** Document section follows **
In [7]:
# Import essential libraries
import numpy as np
import pandas as pd
from sklearn.preprocessing import StandardScaler
from torch import nn
from sklearn.metrics import confusion_matrix, classification_report
import torch.nn.functional as F
from sklearn.preprocessing import OneHotEncoder
from torch.utils.data import Dataset, DataLoader
import torch.optim as optim
from sklearn import preprocessing
from sklearn.model_selection import StratifiedKFold
from sklearn import metrics, preprocessing
from sklearn.preprocessing import MultiLabelBinarizer
import pywt

In [4]:
# Dataset, using SCRIPT CarpeDiem Dataset as example
df = pd.read_csv('...Data root...')

In [9]:
# static features and dynamic features and labels

df_static = df[['Patient_id','Age', 'Ethnicity','Gender','Race','Smoking_status','BMI','Admit_APS_score','Admit_SOFA_score']]
df_dynamic = df[['Patient_id','SOFA_score', 'Temperature',
       'Heart_rate', 'Systolic_blood_pressure', 'Diastolic_blood_pressure',
       'Mean_arterial_pressure', 'Respiratory_rate', 'Oxygen_saturation',
       'Urine_output', 'PEEP', 'FiO2', 'Plateau_Pressure', 'Lung_Compliance',
       'PEEP_changes', 'Respiratory_rate_changes', 'FiO2_changes', 'WBC_count',
       'Lymphocytes', 'Neutrophils', 'Hemoglobin', 'Platelets', 'Bicarbonate',
       'Creatinine', 'Albumin', 'Bilirubin', 'Procalcitonin']]
y_label = df[['Patient_id','Patient_category']]


df_static_result = df_static.drop_duplicates(subset='Patient_id', keep='first')
# select multi feature as new dataframe
multi = df_static_result[['Ethnicity', 'Gender', 'Race','Smoking_status']]
multi_nominal = multi.to_numpy()
multi_one_hot = MultiLabelBinarizer()
static_one_hot = multi_one_hot.fit_transform(multi_nominal)
numer_stat = df_static_result[['Age','BMI', 'Admit_APS_score', 'Admit_SOFA_score']]
multi_numer = numer_stat.to_numpy()
numericalOfStatic = preprocessing.normalize(multi_numer, norm='l2')
static_feature = np.concatenate((static_one_hot, numericalOfStatic), axis=1)

y_label_result = y_label.drop_duplicates(subset='Patient_id',keep='first')
enc = preprocessing.LabelEncoder()
y_label_final = enc.fit_transform(y_label_result['Patient_category'])



cols_to_normalize = df_dynamic.columns[1:]


normalized_data = preprocessing.normalize(df_dynamic[cols_to_normalize], norm='l2')
** End of Document section **
** Provided information follows **
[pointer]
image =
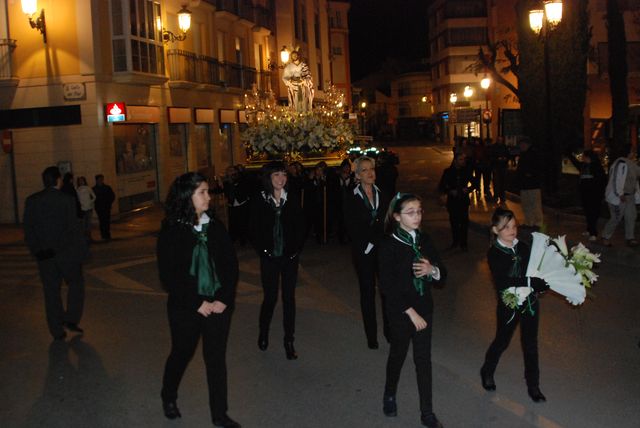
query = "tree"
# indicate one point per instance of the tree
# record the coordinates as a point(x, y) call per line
point(618, 70)
point(566, 85)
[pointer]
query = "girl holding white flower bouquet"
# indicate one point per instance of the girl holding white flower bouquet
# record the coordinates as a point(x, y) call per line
point(517, 301)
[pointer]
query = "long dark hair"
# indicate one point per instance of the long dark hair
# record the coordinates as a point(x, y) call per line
point(267, 170)
point(179, 207)
point(395, 206)
point(499, 218)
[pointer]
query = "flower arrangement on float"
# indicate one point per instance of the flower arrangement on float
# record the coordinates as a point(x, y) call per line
point(279, 130)
point(568, 271)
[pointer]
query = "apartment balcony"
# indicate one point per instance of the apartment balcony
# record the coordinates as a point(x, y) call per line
point(6, 71)
point(188, 70)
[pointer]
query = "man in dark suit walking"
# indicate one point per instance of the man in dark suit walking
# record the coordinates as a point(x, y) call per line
point(54, 236)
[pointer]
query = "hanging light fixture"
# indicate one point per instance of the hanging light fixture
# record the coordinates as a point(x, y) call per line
point(553, 12)
point(184, 23)
point(30, 7)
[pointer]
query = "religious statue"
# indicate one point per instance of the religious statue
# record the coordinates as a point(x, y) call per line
point(297, 78)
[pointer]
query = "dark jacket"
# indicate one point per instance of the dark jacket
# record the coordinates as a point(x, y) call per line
point(174, 250)
point(104, 197)
point(528, 171)
point(395, 265)
point(262, 220)
point(500, 265)
point(52, 228)
point(362, 229)
point(456, 183)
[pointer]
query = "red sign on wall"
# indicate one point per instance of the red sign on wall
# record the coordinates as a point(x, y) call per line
point(116, 112)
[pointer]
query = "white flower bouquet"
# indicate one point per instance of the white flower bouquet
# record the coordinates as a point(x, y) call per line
point(567, 271)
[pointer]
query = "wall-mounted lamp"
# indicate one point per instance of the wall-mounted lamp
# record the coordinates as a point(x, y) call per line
point(284, 58)
point(30, 7)
point(184, 23)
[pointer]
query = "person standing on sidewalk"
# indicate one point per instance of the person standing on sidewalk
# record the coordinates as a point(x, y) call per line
point(508, 258)
point(198, 267)
point(622, 195)
point(409, 265)
point(104, 200)
point(277, 232)
point(54, 236)
point(364, 212)
point(529, 180)
point(87, 199)
point(456, 183)
point(592, 184)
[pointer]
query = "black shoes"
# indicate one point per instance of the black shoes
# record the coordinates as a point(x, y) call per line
point(171, 410)
point(263, 341)
point(389, 406)
point(226, 422)
point(535, 394)
point(430, 421)
point(71, 326)
point(487, 380)
point(290, 350)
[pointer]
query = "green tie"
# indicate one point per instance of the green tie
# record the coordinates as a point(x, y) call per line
point(278, 239)
point(516, 268)
point(404, 236)
point(202, 267)
point(367, 203)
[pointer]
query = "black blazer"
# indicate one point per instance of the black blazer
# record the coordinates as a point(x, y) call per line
point(500, 264)
point(262, 220)
point(395, 267)
point(52, 228)
point(360, 228)
point(174, 250)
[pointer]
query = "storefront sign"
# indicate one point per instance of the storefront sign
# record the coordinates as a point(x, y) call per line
point(204, 115)
point(74, 91)
point(116, 112)
point(179, 115)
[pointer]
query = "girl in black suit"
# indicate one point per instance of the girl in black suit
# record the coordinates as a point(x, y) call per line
point(508, 259)
point(364, 211)
point(198, 267)
point(277, 232)
point(409, 265)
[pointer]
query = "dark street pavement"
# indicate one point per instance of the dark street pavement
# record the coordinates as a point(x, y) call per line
point(111, 377)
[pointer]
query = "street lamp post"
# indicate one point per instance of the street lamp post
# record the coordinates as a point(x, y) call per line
point(485, 83)
point(468, 93)
point(453, 99)
point(542, 22)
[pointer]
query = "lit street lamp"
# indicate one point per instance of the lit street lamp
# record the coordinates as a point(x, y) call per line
point(542, 22)
point(486, 116)
point(468, 93)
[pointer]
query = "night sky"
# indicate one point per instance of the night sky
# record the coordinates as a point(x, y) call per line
point(381, 29)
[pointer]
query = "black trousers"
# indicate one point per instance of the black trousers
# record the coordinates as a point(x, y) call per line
point(274, 270)
point(239, 222)
point(528, 336)
point(499, 182)
point(52, 273)
point(186, 328)
point(591, 198)
point(366, 269)
point(459, 220)
point(104, 218)
point(402, 332)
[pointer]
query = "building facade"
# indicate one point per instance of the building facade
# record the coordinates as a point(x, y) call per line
point(177, 102)
point(457, 28)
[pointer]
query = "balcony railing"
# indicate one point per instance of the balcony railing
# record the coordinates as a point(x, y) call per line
point(245, 9)
point(190, 67)
point(6, 47)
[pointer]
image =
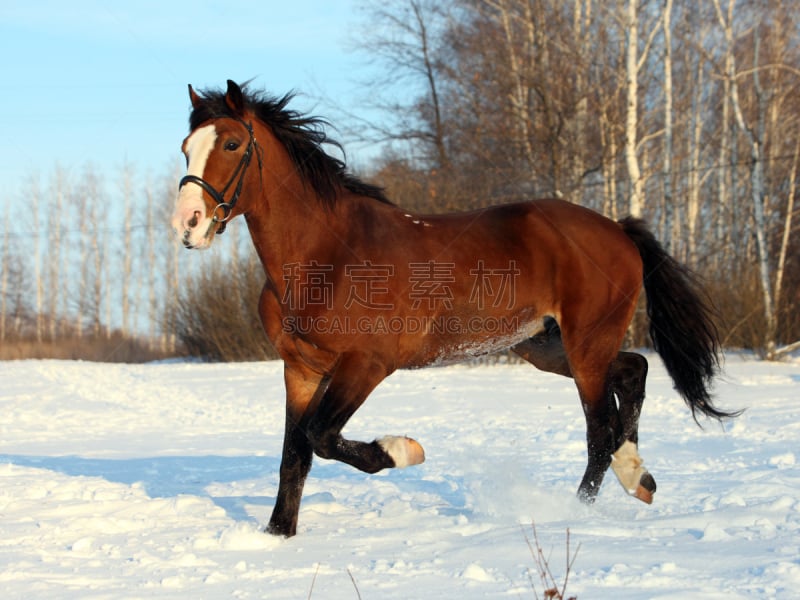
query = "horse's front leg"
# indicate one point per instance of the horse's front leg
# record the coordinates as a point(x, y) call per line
point(353, 380)
point(317, 409)
point(303, 389)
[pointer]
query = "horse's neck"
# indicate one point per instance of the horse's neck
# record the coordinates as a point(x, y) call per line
point(292, 227)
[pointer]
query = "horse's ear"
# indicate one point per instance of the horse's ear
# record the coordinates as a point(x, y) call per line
point(194, 97)
point(234, 98)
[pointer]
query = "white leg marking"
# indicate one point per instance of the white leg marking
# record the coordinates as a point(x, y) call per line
point(627, 466)
point(404, 451)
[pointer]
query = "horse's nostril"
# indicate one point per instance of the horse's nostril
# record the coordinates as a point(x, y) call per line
point(194, 220)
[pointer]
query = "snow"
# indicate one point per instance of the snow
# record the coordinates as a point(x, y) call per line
point(131, 481)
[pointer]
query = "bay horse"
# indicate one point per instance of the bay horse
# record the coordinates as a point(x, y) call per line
point(357, 288)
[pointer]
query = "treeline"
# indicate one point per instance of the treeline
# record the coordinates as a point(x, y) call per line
point(684, 113)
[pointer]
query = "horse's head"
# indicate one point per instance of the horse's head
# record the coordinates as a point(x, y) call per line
point(218, 151)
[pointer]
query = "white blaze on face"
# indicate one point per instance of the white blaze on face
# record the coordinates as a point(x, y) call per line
point(190, 220)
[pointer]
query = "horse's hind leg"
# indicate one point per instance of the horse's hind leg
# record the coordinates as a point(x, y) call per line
point(627, 378)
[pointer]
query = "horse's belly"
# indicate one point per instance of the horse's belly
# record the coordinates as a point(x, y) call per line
point(476, 338)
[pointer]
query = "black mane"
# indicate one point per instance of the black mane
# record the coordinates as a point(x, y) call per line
point(302, 136)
** End of Provided information **
*Assigned task 1*.
In the notebook code, rewrite the cell that begins "# Import essential libraries" as a short list that keeps every library and name it imports.
*Assigned task 2*.
Swap "multi_one_hot" for "binarizer" and reproduce the notebook code from "multi_one_hot = MultiLabelBinarizer()" down to "enc = preprocessing.LabelEncoder()".
*Assigned task 3*.
Answer these from the notebook code:
(a) Which column is named as the subset when duplicates are dropped?
(b) What norm is passed to preprocessing.normalize?
(c) Which dataset does the comment give as the example?

*Written answer 1*.
- numpy (as np) and pandas (as pd)
- From sklearn.preprocessing: StandardScaler, OneHotEncoder, MultiLabelBinarizer
- From sklearn: the preprocessing and metrics modules
- From sklearn.metrics: confusion_matrix, classification_report
- From sklearn.model_selection: StratifiedKFold
- From torch: nn, torch.nn.functional (as F), torch.optim (as optim)
- From torch.utils.data: Dataset, DataLoader
- pywt

*Written answer 2*.
binarizer = MultiLabelBinarizer()
static_one_hot = binarizer.fit_transform(multi_nominal)
numer_stat = df_static_result[['Age','BMI', 'Admit_APS_score', 'Admit_SOFA_score']]
multi_numer = numer_stat.to_numpy()
numericalOfStatic = preprocessing.normalize(multi_numer, norm='l2')
static_feature = np.concatenate((static_one_hot, numericalOfStatic), axis=1)

y_label_result = y_label.drop_duplicates(subset='Patient_id',keep='first')
enc = preprocessing.LabelEncoder()

*Written answer 3*.
(a) 'Patient_id'
(b) 'l2'
(c) The SCRIPT CarpeDiem Dataset